▶ Selected extract:
▬▬▬▬▬▬
Acute kidney failure has been observed frequently in patients with COVID-19 and tends to occur to respiratory failure. It is associated with poor prognosis in patients who suffer it. Research has begun to focus on characterizing acute kidney injury that occurs in COVID-19 so that its implications can be better understood and so that it can be properly managed.
A new study has been conducted to determine whether SARS-CoV-2 – the virus that causes COVID-19 – infects cells of the kidney in patients with the virus who suffer acute kidney injury. To conduct their analysis, researchers studied the kidneys of 10 patients who had tested positive for COVID-19 with an RT-PCR test.
To examine the potential for the virus to have entered kidney cells, the scientists performed kidney biopsies and also imaged kidneys using ultrastructural examination via electron microscopy. Neither mode of analysis provided any evidence of viral infection of the kidney. Of the patients included in the study, 90% of them had no history of chronic kidney disease prior to their COVID-19 infection. The biopsies, however, showed different degrees of damage.
▬▬▬▬▬▬
Stored data entries:
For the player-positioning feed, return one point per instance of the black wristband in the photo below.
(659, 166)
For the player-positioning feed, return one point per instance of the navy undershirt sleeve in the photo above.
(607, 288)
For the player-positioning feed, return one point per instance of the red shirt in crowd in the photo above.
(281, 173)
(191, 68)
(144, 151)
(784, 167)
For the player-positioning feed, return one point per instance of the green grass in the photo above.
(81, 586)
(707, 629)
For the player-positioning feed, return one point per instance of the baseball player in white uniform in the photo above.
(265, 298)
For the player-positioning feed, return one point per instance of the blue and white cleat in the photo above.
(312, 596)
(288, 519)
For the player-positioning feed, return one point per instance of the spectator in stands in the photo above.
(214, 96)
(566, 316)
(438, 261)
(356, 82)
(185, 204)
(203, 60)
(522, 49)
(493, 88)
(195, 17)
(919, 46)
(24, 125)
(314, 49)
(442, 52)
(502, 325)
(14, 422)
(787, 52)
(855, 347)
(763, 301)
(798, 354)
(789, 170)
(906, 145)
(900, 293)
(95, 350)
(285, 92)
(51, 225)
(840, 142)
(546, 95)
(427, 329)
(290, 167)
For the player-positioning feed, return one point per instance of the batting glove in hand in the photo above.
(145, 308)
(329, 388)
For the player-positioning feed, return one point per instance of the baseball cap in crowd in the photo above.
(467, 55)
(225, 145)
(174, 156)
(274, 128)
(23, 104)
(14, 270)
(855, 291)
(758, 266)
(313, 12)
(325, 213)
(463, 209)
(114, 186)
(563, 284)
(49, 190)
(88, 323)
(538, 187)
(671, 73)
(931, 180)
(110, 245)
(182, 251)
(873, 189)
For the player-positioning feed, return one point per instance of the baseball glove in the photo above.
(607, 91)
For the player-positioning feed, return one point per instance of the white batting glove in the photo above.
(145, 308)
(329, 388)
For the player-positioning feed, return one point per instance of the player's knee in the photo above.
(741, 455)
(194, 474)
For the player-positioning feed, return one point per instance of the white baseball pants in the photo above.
▬▬▬▬▬▬
▶ About this exercise: Carry the passage on acute kidney injury in COVID-19 patients forward from the point where it stops.

▶ Result below:
Based on what has been observed so far regarding COVID-19 and acute kidney failure, experts seem to agree that injury resulting from sepsis, shock, and hypotension are what leads to the kidney failure in these patients. Given that about one-third of the patients who become hospitalized for COVID-19 end up developing acute kidney injury, more data are needed to help determine the best way physicians can clinically prevent or treat this condition in these patients.
Reference
Hirsch, J.S. et al. (2020). Acute kidney injury in patients hospitalized with COVID-19. Kidney International, 98(1), 209-218.